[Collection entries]
------------------------

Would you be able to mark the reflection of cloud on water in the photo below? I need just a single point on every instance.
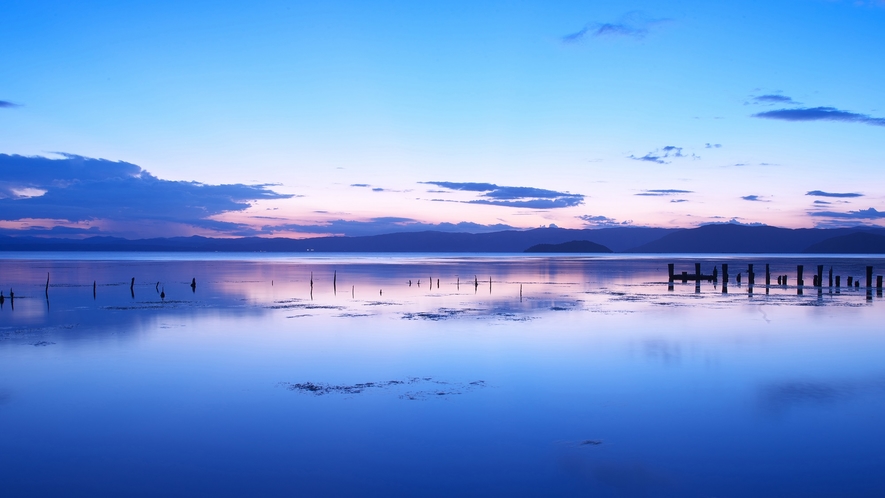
(778, 397)
(667, 352)
(625, 478)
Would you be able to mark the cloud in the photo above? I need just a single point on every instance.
(863, 214)
(631, 25)
(772, 99)
(78, 189)
(821, 193)
(663, 192)
(382, 225)
(603, 221)
(734, 221)
(521, 197)
(659, 155)
(820, 114)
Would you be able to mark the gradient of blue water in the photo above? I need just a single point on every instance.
(690, 394)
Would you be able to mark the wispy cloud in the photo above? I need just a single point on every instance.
(381, 225)
(522, 197)
(863, 214)
(772, 99)
(631, 25)
(597, 221)
(663, 192)
(661, 155)
(820, 114)
(821, 193)
(78, 189)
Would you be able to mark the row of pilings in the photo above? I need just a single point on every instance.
(833, 282)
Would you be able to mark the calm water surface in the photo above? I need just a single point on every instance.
(513, 376)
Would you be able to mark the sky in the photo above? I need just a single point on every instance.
(309, 118)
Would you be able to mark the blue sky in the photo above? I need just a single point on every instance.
(306, 118)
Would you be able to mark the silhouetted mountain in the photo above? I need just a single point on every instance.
(574, 246)
(742, 239)
(854, 243)
(706, 239)
(505, 241)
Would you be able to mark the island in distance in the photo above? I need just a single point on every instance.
(573, 246)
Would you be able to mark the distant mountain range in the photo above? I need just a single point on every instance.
(724, 238)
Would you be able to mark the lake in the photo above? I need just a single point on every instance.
(437, 375)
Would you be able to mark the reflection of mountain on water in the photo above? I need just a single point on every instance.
(574, 246)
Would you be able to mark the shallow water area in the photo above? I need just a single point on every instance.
(437, 375)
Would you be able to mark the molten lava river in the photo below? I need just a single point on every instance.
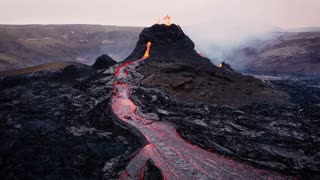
(175, 157)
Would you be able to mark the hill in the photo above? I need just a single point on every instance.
(286, 52)
(28, 45)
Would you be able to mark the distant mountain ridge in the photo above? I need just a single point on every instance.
(28, 45)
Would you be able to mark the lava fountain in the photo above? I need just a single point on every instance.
(175, 157)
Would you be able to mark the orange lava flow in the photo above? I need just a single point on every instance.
(167, 20)
(147, 53)
(175, 157)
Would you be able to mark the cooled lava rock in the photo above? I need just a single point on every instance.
(169, 44)
(281, 137)
(151, 172)
(176, 67)
(103, 62)
(53, 127)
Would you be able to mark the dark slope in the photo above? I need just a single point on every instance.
(59, 125)
(177, 68)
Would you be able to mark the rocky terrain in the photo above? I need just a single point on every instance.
(285, 52)
(105, 121)
(177, 68)
(28, 45)
(58, 124)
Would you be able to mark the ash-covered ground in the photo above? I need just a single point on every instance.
(59, 125)
(283, 137)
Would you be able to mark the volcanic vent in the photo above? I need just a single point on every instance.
(176, 67)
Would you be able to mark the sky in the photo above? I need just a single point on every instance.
(216, 26)
(278, 13)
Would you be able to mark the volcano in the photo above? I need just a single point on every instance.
(165, 112)
(174, 157)
(176, 67)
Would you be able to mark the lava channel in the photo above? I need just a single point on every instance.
(175, 157)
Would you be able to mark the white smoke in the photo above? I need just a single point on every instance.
(219, 39)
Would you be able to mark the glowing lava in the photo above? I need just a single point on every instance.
(147, 53)
(176, 158)
(167, 20)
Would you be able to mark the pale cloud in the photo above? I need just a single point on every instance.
(282, 13)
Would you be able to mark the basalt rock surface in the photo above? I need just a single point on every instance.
(281, 137)
(103, 62)
(59, 125)
(177, 68)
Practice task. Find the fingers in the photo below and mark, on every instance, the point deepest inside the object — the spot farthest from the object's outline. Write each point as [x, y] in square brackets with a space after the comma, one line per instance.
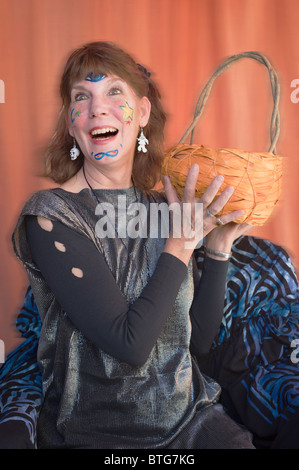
[170, 191]
[190, 185]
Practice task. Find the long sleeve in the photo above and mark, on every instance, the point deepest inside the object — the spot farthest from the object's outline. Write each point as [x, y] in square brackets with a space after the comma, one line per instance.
[207, 307]
[82, 283]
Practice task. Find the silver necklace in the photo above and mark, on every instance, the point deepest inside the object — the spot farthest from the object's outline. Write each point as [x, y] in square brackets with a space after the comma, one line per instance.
[144, 282]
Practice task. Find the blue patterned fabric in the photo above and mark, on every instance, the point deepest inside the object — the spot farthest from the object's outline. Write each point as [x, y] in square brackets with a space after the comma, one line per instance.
[20, 378]
[251, 357]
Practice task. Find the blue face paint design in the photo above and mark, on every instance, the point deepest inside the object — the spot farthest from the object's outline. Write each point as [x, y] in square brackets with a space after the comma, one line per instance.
[99, 156]
[96, 78]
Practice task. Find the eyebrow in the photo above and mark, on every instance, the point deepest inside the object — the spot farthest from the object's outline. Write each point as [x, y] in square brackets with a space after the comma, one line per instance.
[110, 79]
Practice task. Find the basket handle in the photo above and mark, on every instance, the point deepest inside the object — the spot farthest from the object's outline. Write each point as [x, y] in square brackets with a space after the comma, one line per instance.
[275, 119]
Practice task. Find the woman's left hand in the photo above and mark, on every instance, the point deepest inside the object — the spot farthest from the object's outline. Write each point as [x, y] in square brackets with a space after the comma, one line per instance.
[222, 237]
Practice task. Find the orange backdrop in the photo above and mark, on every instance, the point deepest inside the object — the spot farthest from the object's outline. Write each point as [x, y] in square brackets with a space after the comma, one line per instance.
[181, 42]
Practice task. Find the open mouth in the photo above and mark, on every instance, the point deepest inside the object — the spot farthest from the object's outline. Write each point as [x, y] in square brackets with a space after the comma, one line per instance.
[103, 133]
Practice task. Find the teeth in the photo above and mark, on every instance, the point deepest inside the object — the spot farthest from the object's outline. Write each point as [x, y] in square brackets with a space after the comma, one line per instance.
[103, 131]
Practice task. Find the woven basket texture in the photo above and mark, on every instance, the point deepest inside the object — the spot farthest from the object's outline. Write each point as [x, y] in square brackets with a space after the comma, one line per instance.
[256, 176]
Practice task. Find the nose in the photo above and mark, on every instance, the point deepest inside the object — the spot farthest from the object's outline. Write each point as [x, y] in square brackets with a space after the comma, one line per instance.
[98, 107]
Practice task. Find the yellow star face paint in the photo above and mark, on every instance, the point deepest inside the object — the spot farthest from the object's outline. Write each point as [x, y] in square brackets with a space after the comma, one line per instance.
[128, 113]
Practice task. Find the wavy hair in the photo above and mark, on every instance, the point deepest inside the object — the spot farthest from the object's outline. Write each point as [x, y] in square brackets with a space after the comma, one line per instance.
[107, 58]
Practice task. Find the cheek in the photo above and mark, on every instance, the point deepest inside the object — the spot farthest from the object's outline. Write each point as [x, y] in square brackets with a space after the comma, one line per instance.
[76, 116]
[126, 112]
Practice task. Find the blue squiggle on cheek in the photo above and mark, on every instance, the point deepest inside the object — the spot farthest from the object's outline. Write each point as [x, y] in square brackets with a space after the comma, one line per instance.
[100, 155]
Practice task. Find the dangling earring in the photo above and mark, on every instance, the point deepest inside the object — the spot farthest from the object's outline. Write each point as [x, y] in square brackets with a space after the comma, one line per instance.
[142, 141]
[74, 152]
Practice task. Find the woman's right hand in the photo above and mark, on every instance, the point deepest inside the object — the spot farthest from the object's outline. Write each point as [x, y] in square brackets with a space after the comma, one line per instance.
[192, 214]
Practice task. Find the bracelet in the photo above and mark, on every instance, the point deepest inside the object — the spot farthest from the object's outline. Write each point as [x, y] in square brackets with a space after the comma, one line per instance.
[221, 254]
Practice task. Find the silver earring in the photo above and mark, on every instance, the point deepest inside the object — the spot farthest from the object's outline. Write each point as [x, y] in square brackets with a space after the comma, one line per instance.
[142, 141]
[74, 152]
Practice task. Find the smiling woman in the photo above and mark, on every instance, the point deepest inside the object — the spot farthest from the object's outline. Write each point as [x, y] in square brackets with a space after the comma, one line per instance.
[87, 70]
[114, 349]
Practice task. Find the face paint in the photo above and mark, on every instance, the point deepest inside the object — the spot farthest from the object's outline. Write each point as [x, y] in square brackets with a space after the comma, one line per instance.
[77, 113]
[128, 113]
[96, 78]
[100, 155]
[72, 112]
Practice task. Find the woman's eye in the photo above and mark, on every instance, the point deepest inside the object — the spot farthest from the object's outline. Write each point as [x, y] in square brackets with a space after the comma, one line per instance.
[80, 97]
[115, 91]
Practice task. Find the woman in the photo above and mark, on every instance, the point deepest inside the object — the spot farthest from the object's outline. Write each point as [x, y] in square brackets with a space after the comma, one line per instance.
[114, 346]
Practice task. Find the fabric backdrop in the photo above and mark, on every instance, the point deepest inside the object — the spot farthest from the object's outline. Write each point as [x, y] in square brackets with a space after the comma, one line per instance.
[181, 42]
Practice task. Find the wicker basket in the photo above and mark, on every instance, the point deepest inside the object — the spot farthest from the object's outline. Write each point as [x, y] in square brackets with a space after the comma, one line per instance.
[256, 177]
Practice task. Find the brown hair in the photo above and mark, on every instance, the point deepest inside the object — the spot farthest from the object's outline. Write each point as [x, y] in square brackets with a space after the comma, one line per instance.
[107, 58]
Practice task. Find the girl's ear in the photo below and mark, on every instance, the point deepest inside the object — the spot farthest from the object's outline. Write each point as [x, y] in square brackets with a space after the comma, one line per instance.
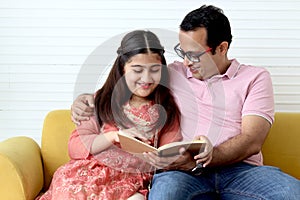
[223, 47]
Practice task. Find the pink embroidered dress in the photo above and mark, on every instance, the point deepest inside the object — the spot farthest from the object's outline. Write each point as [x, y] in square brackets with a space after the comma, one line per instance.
[113, 173]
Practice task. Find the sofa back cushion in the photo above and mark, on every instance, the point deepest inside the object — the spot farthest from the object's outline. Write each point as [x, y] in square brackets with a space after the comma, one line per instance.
[281, 148]
[54, 146]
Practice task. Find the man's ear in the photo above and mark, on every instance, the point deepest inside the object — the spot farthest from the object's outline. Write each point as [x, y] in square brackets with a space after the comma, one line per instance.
[223, 47]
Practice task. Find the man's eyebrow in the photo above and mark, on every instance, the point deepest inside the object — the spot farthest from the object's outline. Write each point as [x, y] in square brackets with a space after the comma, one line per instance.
[154, 65]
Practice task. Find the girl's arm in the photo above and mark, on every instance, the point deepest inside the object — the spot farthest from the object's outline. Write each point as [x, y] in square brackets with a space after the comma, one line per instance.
[87, 139]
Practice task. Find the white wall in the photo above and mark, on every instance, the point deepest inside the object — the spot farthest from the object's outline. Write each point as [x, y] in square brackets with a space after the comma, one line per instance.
[44, 44]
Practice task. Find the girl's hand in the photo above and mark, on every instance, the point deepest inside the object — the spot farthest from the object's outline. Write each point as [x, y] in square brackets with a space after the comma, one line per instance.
[134, 132]
[206, 156]
[82, 108]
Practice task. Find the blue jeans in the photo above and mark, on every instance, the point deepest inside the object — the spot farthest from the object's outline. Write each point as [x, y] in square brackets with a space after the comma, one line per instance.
[237, 181]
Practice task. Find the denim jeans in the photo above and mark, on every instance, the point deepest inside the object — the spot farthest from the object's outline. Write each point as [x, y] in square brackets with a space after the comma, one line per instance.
[238, 181]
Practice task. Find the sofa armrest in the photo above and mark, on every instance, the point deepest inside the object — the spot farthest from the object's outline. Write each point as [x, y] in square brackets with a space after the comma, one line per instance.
[21, 169]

------------------------

What is needed is an exact retyping of every line from the one containing "Practice task. Find the girl's hand" through the final line of the entries, and only those lines.

Practice task. Find the girl's hand in the photo above and mark, on every instance, the point deepest inside the object — the spot farthest from the object's outline. Write each point as [x, y] in square brackets with a space after the comma, one line per instance.
[134, 132]
[206, 156]
[82, 108]
Practice task. Find the blue jeans in the photo above and mark, on every instance, the point deepest inside the object — the spot farthest from the object's outline. Write each point as [x, y] in square brackets with a space after the comma, one line per instance.
[237, 181]
Practice task. Find the denim jeans in the photo above and mark, on every instance, the point deepest inside the object — the spot farthest from the object's outline. Write each point as [x, y] in square brackets with a space after the comma, one line per instance.
[238, 181]
Practice task. Find the sofa armrest in the photo above and mark, on every instance, the point deepest inside the object — the spot farthest from the object's outline. Write each point as [x, y] in square brackets with a space after the comma, one line per instance.
[21, 169]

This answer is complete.